Request:
Report every line in the entries below that contains the string "window", copying each matching line in full.

+---+

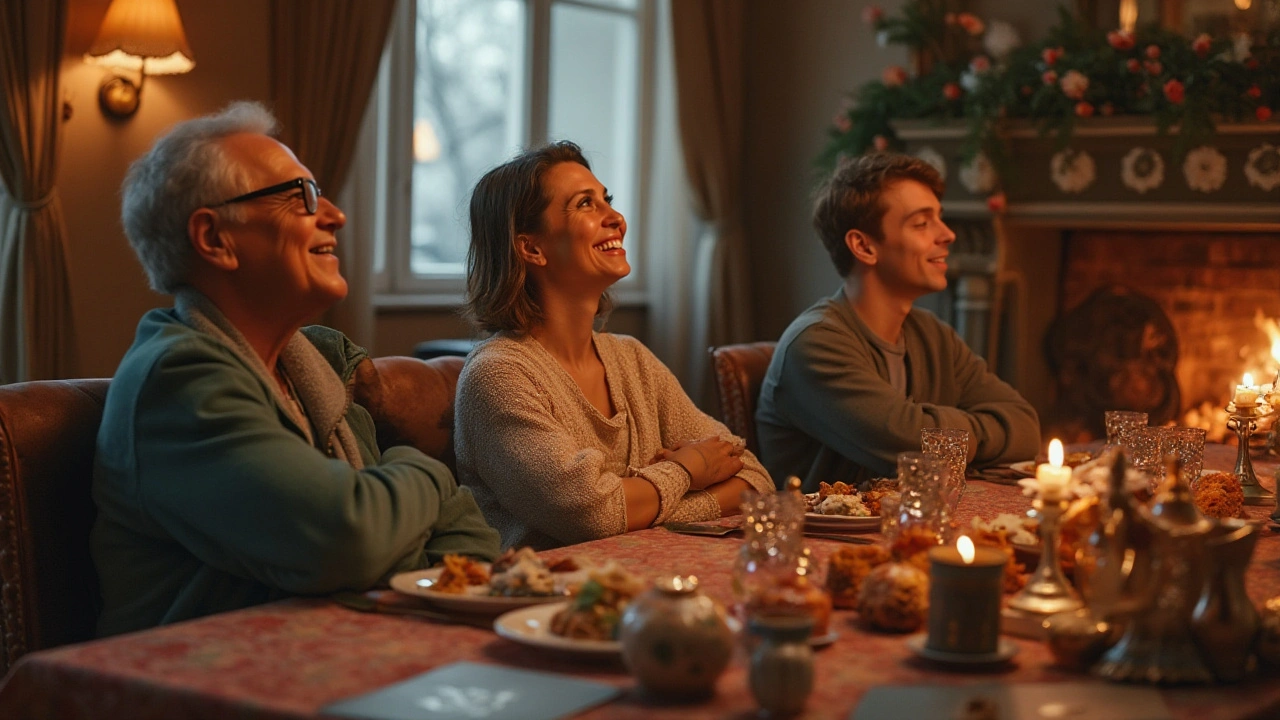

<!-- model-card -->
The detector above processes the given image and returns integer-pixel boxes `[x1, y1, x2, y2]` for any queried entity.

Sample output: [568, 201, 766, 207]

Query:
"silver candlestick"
[1009, 498, 1084, 615]
[1226, 402, 1276, 505]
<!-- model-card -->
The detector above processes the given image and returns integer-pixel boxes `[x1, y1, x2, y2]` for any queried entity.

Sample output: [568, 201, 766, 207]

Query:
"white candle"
[1036, 438, 1071, 502]
[1231, 373, 1258, 407]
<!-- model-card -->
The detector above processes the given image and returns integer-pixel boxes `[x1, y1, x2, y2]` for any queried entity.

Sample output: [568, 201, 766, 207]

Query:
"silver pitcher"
[1093, 456, 1213, 684]
[1192, 519, 1260, 683]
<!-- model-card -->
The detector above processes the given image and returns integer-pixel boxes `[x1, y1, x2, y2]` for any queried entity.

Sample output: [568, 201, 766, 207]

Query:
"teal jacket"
[91, 310, 499, 635]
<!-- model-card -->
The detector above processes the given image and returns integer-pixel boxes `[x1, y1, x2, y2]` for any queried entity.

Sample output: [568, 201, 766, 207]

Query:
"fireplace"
[1046, 229, 1280, 439]
[895, 118, 1280, 439]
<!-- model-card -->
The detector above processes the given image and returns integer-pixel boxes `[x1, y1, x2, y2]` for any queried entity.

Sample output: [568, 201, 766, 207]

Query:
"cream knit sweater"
[453, 333, 773, 550]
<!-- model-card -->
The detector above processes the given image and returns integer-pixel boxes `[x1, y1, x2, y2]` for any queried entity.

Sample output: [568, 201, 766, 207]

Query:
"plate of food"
[390, 547, 586, 614]
[493, 562, 645, 655]
[493, 601, 622, 655]
[804, 480, 897, 533]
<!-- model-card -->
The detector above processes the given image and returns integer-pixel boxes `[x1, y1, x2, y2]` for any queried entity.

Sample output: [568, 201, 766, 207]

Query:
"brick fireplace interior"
[1006, 228, 1280, 441]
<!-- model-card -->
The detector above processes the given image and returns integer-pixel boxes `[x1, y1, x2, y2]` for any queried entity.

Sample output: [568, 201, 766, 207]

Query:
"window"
[368, 0, 655, 305]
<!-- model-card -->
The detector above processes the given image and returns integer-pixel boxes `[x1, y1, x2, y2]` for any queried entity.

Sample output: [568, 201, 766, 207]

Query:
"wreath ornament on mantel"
[818, 0, 1280, 213]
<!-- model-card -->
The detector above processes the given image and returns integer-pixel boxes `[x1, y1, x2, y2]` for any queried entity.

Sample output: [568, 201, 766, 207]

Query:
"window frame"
[368, 0, 659, 309]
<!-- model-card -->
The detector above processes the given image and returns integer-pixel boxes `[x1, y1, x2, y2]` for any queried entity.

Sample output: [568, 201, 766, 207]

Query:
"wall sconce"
[84, 0, 196, 118]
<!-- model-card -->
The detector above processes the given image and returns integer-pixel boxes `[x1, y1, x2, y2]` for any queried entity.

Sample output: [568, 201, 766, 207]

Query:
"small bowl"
[1043, 607, 1115, 671]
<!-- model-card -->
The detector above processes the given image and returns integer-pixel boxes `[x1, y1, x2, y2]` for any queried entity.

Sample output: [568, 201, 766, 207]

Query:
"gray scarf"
[174, 288, 364, 470]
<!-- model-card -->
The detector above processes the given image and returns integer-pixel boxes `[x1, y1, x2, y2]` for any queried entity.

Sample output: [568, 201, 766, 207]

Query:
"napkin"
[321, 662, 621, 720]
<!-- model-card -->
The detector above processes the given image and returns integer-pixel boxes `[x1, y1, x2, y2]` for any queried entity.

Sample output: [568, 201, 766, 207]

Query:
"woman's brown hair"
[463, 141, 612, 334]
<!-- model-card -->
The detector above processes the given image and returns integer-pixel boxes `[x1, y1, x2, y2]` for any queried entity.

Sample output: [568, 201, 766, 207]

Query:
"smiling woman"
[454, 142, 773, 548]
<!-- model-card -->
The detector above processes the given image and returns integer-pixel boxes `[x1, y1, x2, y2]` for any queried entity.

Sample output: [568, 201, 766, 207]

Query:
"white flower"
[1183, 145, 1226, 192]
[1231, 32, 1253, 63]
[915, 145, 947, 179]
[1059, 70, 1089, 100]
[982, 20, 1023, 60]
[1120, 147, 1165, 193]
[1050, 150, 1098, 192]
[960, 152, 996, 195]
[1244, 142, 1280, 192]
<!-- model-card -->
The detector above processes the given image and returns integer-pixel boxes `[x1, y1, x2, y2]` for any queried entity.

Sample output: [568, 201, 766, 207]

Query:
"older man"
[755, 155, 1039, 489]
[92, 102, 498, 635]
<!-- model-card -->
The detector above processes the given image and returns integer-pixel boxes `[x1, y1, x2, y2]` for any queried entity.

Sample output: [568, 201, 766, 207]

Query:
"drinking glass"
[897, 451, 951, 539]
[1103, 410, 1147, 447]
[920, 428, 970, 504]
[1120, 428, 1165, 479]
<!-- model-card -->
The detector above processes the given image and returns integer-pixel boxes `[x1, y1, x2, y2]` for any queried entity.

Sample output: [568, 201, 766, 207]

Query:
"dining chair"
[709, 341, 777, 455]
[0, 356, 463, 676]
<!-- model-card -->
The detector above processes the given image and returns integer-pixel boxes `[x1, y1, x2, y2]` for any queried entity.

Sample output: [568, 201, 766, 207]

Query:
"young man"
[755, 154, 1039, 491]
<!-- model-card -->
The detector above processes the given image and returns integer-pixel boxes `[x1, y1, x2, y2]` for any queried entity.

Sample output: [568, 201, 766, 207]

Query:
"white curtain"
[644, 3, 705, 392]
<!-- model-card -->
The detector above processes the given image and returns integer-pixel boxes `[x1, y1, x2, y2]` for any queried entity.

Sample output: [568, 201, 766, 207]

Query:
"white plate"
[493, 602, 622, 655]
[804, 512, 879, 533]
[1009, 460, 1036, 478]
[390, 562, 566, 615]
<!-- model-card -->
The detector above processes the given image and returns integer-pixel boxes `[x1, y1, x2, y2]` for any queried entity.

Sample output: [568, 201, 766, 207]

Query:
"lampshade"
[84, 0, 196, 74]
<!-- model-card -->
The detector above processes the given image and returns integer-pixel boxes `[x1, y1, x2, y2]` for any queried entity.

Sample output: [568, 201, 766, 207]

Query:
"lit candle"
[1036, 438, 1071, 502]
[1231, 373, 1258, 407]
[924, 536, 1009, 653]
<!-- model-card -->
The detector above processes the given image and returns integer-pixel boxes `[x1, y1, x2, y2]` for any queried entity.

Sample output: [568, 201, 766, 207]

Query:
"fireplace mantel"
[895, 118, 1280, 231]
[895, 118, 1280, 425]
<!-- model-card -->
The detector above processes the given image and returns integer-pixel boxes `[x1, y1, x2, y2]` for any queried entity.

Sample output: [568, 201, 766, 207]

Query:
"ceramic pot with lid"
[618, 575, 733, 700]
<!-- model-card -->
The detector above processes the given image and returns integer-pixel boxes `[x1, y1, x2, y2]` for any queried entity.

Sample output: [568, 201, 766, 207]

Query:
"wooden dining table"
[0, 446, 1280, 720]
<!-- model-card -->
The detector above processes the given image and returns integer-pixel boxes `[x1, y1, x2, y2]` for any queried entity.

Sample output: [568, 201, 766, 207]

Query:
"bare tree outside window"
[410, 0, 525, 275]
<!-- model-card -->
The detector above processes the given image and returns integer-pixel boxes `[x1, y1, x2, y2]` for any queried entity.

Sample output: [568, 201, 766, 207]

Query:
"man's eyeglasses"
[209, 178, 321, 215]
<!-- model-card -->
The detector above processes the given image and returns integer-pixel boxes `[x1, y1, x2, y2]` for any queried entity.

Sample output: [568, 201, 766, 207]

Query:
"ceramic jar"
[748, 615, 813, 717]
[618, 575, 733, 700]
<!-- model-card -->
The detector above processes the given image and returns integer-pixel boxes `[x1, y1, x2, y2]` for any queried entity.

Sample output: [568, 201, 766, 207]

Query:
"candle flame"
[1048, 438, 1066, 468]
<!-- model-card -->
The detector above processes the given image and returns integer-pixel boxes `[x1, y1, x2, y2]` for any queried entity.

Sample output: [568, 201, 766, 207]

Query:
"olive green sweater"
[755, 290, 1039, 492]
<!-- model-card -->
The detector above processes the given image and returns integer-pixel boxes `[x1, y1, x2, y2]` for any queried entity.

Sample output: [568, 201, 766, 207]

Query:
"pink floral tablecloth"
[0, 447, 1280, 720]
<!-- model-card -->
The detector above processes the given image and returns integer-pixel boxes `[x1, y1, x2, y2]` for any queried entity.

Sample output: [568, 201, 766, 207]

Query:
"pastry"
[827, 544, 890, 610]
[858, 562, 929, 633]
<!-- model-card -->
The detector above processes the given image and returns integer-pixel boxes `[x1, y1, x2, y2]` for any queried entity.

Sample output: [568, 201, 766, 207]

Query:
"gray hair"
[120, 101, 276, 295]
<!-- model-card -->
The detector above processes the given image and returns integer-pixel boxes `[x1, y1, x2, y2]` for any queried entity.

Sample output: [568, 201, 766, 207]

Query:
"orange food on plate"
[745, 575, 831, 637]
[1192, 473, 1244, 518]
[827, 544, 890, 610]
[858, 562, 929, 633]
[431, 555, 489, 594]
[890, 525, 938, 573]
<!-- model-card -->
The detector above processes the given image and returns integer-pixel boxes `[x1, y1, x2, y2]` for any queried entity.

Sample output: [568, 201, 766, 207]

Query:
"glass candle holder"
[897, 452, 951, 541]
[1160, 428, 1204, 484]
[1120, 428, 1165, 478]
[920, 428, 972, 518]
[1102, 410, 1147, 447]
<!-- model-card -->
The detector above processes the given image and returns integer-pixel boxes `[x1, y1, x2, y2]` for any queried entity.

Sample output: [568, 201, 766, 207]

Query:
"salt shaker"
[748, 615, 813, 717]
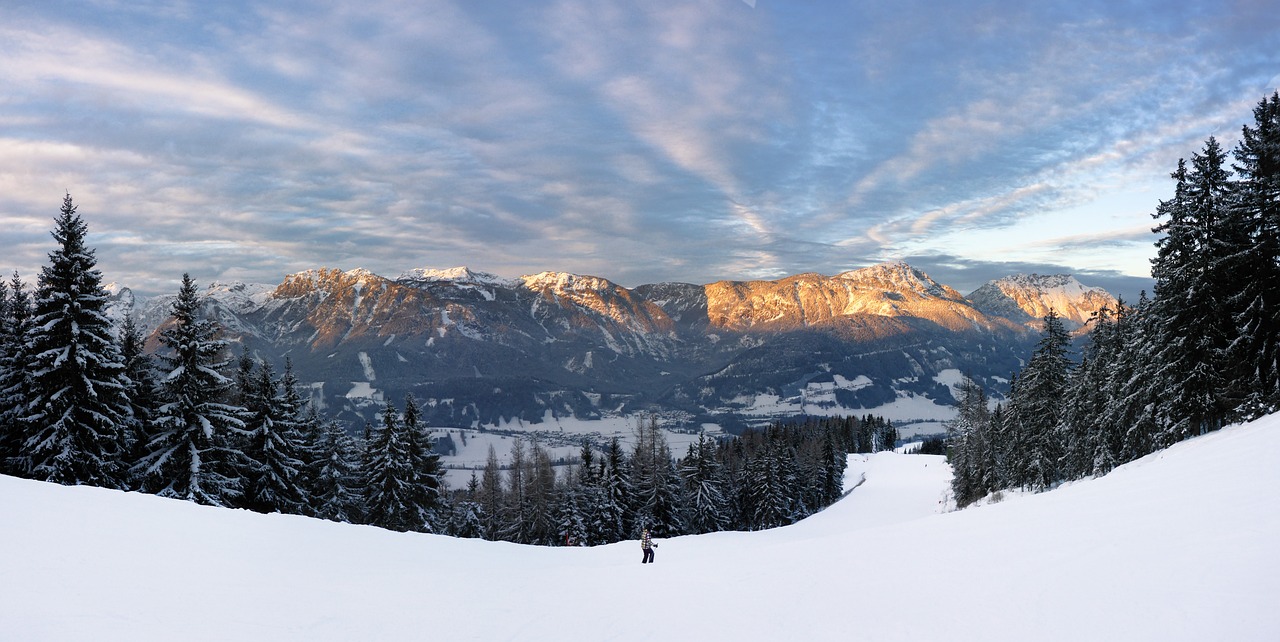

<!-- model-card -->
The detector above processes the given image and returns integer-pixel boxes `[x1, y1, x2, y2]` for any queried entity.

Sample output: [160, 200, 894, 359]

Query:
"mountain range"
[114, 262, 1115, 428]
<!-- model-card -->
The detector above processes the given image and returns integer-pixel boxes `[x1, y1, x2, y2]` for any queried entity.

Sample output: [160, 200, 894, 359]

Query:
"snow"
[0, 416, 1280, 641]
[356, 352, 378, 381]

+---+

Full response:
"window"
"window frame"
"bare tree outside window"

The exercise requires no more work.